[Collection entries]
-- Opening Marker --
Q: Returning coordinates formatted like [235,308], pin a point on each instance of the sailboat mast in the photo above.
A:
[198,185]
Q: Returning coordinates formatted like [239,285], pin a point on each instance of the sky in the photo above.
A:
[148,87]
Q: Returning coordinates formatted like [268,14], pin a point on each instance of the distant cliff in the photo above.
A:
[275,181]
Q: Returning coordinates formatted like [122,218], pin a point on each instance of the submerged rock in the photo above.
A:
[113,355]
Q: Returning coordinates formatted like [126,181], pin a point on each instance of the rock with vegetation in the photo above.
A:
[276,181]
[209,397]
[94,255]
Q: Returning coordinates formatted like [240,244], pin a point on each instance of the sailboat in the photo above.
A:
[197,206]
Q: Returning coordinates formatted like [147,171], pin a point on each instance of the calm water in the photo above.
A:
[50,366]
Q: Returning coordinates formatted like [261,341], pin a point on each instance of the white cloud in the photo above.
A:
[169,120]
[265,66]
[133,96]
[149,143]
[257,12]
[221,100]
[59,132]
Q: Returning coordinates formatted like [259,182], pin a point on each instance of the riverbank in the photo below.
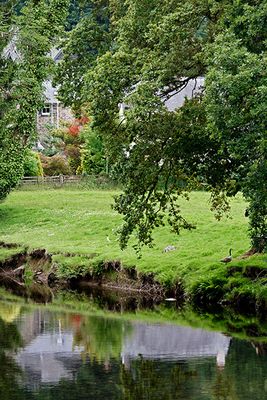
-- Closing Marker --
* What you have to do
Every line from the one containing "Q: Returning coordinates formatted like [261,341], pin" through the last line of the records is to be reproduced exactly, with pictures left out and nothing else given.

* Solution for this exercise
Q: Returning coordinates formatted like [261,341], pin a point on each instance of the white cloud in the photo above.
A:
[169,120]
[265,66]
[133,96]
[149,143]
[257,12]
[221,100]
[59,132]
Q: Returning coordinates formatted like [259,182], pin a point on each instance of the riverbank in the photo below.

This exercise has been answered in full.